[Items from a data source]
↓↓↓

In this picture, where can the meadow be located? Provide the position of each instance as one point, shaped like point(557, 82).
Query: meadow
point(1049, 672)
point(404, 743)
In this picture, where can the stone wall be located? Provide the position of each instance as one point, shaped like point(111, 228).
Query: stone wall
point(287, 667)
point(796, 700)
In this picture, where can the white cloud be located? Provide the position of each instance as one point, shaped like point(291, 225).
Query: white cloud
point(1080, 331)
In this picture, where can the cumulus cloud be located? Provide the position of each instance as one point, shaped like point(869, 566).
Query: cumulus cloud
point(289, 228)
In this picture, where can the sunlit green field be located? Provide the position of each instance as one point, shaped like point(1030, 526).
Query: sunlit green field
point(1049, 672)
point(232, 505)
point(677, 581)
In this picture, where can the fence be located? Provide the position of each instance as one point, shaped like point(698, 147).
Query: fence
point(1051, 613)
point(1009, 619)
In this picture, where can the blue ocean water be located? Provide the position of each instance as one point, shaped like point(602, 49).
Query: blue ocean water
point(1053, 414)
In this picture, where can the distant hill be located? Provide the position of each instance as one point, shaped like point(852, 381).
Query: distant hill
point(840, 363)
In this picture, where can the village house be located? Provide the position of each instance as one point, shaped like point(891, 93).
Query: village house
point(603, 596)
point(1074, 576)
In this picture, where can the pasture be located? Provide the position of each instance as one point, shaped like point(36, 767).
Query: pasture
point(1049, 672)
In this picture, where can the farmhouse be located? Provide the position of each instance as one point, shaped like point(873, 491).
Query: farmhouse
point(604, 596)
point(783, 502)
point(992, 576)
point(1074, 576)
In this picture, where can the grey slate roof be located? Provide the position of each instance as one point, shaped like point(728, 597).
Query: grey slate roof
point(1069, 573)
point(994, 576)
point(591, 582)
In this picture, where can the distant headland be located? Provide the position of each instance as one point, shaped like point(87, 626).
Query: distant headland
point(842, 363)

↑↑↑

### ASSIGNED TASK
Each record above needs to be written out exactly, with nothing left out.

### PROBLEM SOLUTION
In this picture, where can the meadow be located? Provide the position of each instance as one point, shaped like point(557, 82).
Query: meadow
point(1049, 672)
point(404, 743)
In this picture, where can the stone wall be located? Provide the position of each instance as one point, shaped like point(111, 228).
Query: stone wall
point(287, 667)
point(796, 700)
In this picture, where can the white cloud be located? Provide the position of each instance as one point, shaped like point(291, 225).
Query: white cloud
point(1080, 331)
In this picture, where can the cumulus cloud be located? Provide the position of each instance as one point, shaped like point(869, 566).
Query: cumulus cloud
point(289, 228)
In this picture, where can the sunlit green field be located? Provide the position of each instance as one point, shaped like point(1030, 526).
Query: sunlit green field
point(1049, 672)
point(232, 505)
point(677, 581)
In this picture, where can the fence be located? Provide the position of each instance as one point, shaped like point(698, 147).
Query: fence
point(1051, 613)
point(1009, 619)
In this picture, where can the blue ocean water be located? Provide the position of each instance as one point, shaped like point(602, 49).
Query: blue ocean water
point(1053, 414)
In this picture, where can the distant hill be located? Provide the position of each instance as one point, shaped like point(852, 381).
Query: distant hill
point(840, 363)
In this picture, where can the village house be located? Provide the position of each instance as one point, shaped like point(891, 93).
Query: village house
point(603, 596)
point(1074, 576)
In this picture, where can the pasture be located? Provide the position of each instance as one point, shaped like point(36, 767).
Query: pasture
point(1049, 672)
In this picture, where can the farmhouse be located? Provide the position of each instance as one point, shaped like point(873, 491).
Query: farmhouse
point(604, 596)
point(783, 502)
point(992, 576)
point(1074, 576)
In this picture, where can the grey slate roof be located? Provide the position of each instance as one point, shaped like point(728, 597).
Query: grey slate roof
point(1069, 573)
point(994, 576)
point(591, 582)
In this picture, where can the distant headland be located? Provide the position of each instance as one point, shaped like point(87, 626).
Query: distant headland
point(842, 363)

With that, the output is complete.